Point-based annotation data:
_ _ _ _

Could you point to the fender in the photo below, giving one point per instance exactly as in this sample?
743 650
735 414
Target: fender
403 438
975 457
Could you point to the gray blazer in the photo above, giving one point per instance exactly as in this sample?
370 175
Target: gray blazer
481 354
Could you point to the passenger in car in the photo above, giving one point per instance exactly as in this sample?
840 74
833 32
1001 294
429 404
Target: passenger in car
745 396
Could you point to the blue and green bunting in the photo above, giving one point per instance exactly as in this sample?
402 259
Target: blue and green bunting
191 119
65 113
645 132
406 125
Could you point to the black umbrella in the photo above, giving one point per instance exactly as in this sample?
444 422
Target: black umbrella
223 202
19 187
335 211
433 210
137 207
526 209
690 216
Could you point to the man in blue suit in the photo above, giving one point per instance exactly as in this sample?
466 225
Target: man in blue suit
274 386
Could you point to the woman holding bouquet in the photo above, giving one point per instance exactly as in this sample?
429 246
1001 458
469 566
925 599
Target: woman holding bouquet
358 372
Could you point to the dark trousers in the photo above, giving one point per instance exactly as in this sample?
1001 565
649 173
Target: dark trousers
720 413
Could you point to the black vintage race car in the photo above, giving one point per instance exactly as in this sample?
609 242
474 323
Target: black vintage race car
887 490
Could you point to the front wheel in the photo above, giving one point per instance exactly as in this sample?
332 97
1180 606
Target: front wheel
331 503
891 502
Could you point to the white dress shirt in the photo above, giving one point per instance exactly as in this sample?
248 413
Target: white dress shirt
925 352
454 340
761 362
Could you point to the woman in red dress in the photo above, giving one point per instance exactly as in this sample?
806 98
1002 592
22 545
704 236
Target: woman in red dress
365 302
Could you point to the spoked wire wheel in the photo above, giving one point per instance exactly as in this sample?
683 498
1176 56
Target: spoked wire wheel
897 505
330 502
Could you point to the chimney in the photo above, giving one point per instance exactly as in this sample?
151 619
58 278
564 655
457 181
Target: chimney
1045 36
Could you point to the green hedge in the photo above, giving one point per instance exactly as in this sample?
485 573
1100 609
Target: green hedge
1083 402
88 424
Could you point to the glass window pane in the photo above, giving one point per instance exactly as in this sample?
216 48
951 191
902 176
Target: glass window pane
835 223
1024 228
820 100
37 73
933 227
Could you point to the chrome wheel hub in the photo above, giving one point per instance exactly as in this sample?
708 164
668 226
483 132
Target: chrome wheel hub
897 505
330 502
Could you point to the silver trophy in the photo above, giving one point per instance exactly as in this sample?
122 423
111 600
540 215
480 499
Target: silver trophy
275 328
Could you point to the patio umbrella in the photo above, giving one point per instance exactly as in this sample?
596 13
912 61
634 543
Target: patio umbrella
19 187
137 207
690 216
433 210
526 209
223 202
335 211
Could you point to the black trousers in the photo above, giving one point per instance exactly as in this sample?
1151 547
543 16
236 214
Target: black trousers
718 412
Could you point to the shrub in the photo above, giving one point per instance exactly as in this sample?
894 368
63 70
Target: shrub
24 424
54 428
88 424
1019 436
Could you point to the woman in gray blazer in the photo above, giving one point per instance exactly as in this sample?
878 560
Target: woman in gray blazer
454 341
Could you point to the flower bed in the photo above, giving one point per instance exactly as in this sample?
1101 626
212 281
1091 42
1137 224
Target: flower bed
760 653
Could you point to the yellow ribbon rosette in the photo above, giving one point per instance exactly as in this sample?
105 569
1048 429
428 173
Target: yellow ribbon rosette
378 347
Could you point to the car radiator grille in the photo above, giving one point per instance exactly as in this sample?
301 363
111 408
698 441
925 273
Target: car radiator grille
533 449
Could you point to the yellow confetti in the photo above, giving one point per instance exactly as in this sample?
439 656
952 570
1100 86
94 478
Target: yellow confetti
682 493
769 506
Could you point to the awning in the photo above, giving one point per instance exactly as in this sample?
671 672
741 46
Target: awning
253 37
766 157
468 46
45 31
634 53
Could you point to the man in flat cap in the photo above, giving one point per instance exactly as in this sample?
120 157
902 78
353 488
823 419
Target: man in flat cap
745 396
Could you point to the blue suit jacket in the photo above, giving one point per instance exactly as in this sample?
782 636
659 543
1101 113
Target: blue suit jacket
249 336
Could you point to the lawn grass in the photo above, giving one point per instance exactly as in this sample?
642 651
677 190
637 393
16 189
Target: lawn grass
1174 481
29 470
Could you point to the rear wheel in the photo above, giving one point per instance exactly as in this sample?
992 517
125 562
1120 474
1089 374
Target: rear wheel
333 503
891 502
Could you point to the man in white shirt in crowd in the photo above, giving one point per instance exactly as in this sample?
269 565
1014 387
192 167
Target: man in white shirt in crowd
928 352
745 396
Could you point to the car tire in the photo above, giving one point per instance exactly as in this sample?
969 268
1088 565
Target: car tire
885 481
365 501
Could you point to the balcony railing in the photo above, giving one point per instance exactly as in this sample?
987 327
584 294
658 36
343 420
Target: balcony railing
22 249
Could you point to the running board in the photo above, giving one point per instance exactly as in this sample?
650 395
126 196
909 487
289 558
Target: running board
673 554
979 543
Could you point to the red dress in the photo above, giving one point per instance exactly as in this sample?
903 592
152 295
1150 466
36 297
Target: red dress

_ _ _ _

→ **THE REQUEST**
Repeat back the data above, exact to the last character.

→ **SOLVED PROBLEM**
Could you point to the fender in the photo below, giving one point per instance exactly as in this sample?
743 650
735 414
Target: fender
403 438
975 457
Could you point to the gray blazer in the photo above, giving one point per instance exactly as in this sample?
370 175
Target: gray blazer
481 354
Could you point to the passenger in car in the photo above, giving one point per instance exactly as in this sample?
840 74
833 32
1001 294
429 404
Target: passenger in car
745 396
Could you point to the blue and green bunting in the photo above, giving one point per instance exactly as in this sample?
402 259
Target: blue and green bunting
191 119
65 113
645 132
406 125
Could you point to the black umbrella in the photo above, giving one point per instance exactly as in this sample?
444 422
Target: black umbrella
223 202
19 187
335 211
433 210
137 207
526 209
690 216
Could you point to the man in blue suit in the photo above, giving one point per instance exactly as in this sample?
466 225
Target: man in blue suit
274 386
Could you point to the woman holding bouquet in the photo above, giving one point per instance exactly as in this sample?
429 246
1001 458
469 566
925 599
Target: woman holding bouquet
358 372
Could you point to the dark trousers in the photo above, giving one point per instance exactly as in this sample?
1001 565
649 173
Target: dark trousers
720 413
Could you point to the black vintage race car in the photo above, giving one point per instance exactly as in this sample?
609 242
474 323
Target: black vintage race car
887 490
Could you point to the front wheel in the photo above, giving one point per instance exactly as in this sample?
332 97
1180 606
Target: front wheel
331 503
891 502
Could you point to the white dress shirt in the photo above, giving one point per instance exactly as in this sample?
248 413
Target: white dress shirt
925 352
454 340
761 362
Could you point to the woman in red dress in the photo above, giving one point per instance exactly as in this sample?
806 98
1002 592
22 545
704 236
Target: woman in red dress
365 302
Could you point to the spoked wire wheel in the photo above, giving one point per instance exactly as in this sample?
683 498
1176 56
Target: spoked wire wheel
897 505
330 502
Could you point to the chimney in the photo above, giving one point per instance exactly as in this sample?
151 619
58 278
564 655
457 181
Target: chimney
1045 36
Could you point to the green hedge in the photo above, giving one point per instance exactly as in this sample?
485 573
1100 609
Target: green hedge
1083 402
88 424
Could you point to the glass window pane in the photo above, giving one point per instance exactly as in this sample?
216 48
951 191
902 176
Target: glass window pane
835 223
1024 228
820 100
37 73
933 227
Could you point to the chrome wheel hub in the photo above, giving one point per instance exactly as in this sample?
708 164
668 226
483 132
Target: chrome wheel hub
897 505
330 502
Could you point to the silver trophy in the photo above, giving one point per instance exactly as in this sample?
122 423
111 600
540 215
480 499
Target: silver trophy
275 328
Could you point to the patio umbrella in the photo above, giving one point per instance exactly as in this sample?
596 13
912 61
634 543
Target: patio umbrella
19 187
137 207
690 216
433 210
526 209
223 202
335 211
Could you point to the black trousers in the photo above, giving one point per instance exactly as in this sample?
1151 547
543 16
236 214
Target: black trousers
718 412
Could you point to the shrub in the photo above, giving one point per instance exactly as in this sample?
894 368
63 70
Target: shrub
24 424
54 428
88 424
1019 436
Could you point to the woman in gray blazer in the photo above, giving one point per instance exactly as in this sample?
878 560
Target: woman in gray blazer
454 341
Could you point to the flower bed in the photo above, giving one point per instance exactly as in this sample?
1101 626
212 281
1091 42
1137 224
Target: flower bed
760 653
Could you point to the yellow ribbon rosette in the photo above, giving one point per instance exactly as in this sample?
105 569
1048 429
428 173
Target: yellow ribbon rosette
378 347
Could you point to the car radiator grille in the photo above, giving one point per instance exactly as in this sample?
301 363
111 408
698 441
925 273
Target: car radiator grille
533 449
Could you point to the yellow confetti in the photo above, giving one point per instance exactly as in this sample?
439 656
952 570
1100 86
94 478
Target: yellow confetti
682 493
769 506
Could you point to the awning in the photo above, giving one point per instance exactly as in this sample?
671 672
741 46
Target: awning
253 37
766 157
468 46
45 31
634 53
Could you point to the man in flat cap in the photo above, giving one point per instance exactly as in this sample?
120 157
902 78
353 488
823 419
Target: man in flat cap
745 396
Could you point to the blue suit jacket in the photo above, giving one point per instance exactly as in this sample?
782 636
659 543
1101 113
Target: blue suit jacket
249 336
Could you point to the lawn grass in the photo above, giving one point per instance exactly as in this sample?
642 651
677 190
637 393
16 189
Target: lawn grass
1174 481
29 470
Could you point to the rear wheel in the photo above, giving one point per instance exactly as in this sample?
992 517
125 562
1120 474
1089 374
Target: rear wheel
333 503
891 502
Could you point to the man in white shirt in crowd in the photo above, giving one point per instance exactly as in this sample?
269 565
1014 387
192 167
Target: man in white shirt in crowd
928 352
745 396
Could you point to the car tire in the photo above, giving one point per instance exactly as in this sample?
969 268
1088 565
Target: car tire
885 481
365 501
Could you point to the balcony railing in the photo above, giving one point per instance exactly as in this sample?
987 327
584 294
658 36
343 420
Target: balcony railing
22 249
Could you point to the running board in the photo above, giving one point per instance exactly as in this sample?
650 395
126 196
909 487
289 558
Target: running board
673 554
979 543
Could you point to the red dress in the photo above, giving one point per instance exactly as in this sample?
903 592
152 295
1150 466
36 297
Target: red dress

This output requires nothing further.